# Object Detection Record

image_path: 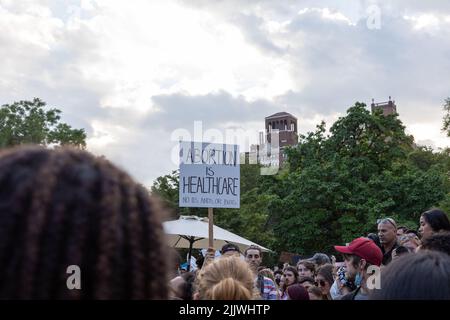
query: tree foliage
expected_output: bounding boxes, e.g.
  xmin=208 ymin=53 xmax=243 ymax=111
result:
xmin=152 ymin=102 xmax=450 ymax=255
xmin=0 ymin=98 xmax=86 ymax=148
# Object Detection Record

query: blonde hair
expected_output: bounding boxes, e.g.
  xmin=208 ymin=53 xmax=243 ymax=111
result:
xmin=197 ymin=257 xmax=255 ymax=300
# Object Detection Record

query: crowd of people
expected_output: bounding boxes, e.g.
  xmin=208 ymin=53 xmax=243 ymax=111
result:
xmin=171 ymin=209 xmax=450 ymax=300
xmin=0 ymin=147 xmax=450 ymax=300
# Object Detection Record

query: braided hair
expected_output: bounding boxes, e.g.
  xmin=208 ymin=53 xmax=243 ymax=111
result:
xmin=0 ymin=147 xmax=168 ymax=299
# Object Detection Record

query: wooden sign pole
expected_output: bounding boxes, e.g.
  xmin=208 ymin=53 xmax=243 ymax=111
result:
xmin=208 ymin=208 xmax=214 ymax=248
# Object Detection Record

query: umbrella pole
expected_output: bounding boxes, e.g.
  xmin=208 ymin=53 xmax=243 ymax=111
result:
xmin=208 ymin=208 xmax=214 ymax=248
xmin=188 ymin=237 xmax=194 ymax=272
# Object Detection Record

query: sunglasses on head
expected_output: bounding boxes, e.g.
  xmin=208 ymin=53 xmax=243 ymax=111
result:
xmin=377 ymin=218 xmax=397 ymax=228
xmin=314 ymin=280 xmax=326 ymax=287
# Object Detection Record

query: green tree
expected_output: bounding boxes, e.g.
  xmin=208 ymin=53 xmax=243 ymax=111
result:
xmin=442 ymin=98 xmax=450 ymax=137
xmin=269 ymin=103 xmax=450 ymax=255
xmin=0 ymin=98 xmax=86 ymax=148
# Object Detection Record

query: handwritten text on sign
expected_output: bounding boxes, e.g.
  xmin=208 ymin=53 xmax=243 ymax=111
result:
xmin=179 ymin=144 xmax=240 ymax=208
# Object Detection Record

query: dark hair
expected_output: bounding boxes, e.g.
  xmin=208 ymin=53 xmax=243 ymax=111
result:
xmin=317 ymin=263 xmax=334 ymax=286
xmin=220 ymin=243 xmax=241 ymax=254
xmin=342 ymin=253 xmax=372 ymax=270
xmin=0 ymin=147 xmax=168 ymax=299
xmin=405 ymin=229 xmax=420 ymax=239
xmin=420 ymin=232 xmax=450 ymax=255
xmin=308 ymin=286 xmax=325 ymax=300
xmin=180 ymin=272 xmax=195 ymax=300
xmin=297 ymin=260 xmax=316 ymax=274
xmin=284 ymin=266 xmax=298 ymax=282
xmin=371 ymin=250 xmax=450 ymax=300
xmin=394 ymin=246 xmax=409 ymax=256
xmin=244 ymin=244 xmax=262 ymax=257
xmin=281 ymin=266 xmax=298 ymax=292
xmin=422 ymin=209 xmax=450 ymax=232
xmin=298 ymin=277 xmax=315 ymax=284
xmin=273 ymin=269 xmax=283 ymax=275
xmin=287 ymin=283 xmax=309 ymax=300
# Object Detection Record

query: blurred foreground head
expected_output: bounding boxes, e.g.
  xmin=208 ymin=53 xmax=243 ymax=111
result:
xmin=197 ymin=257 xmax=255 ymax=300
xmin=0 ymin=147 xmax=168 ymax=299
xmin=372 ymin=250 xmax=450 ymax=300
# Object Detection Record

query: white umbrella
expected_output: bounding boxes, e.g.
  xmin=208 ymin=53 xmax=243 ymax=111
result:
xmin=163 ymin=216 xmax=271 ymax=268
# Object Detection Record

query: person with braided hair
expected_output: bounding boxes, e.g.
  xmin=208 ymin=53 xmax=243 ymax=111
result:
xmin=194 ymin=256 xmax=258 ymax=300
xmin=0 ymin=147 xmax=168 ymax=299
───
● **Given exercise**
State how many lines in the data above contain the word "tree". Give only the number.

● **Answer to this problem**
2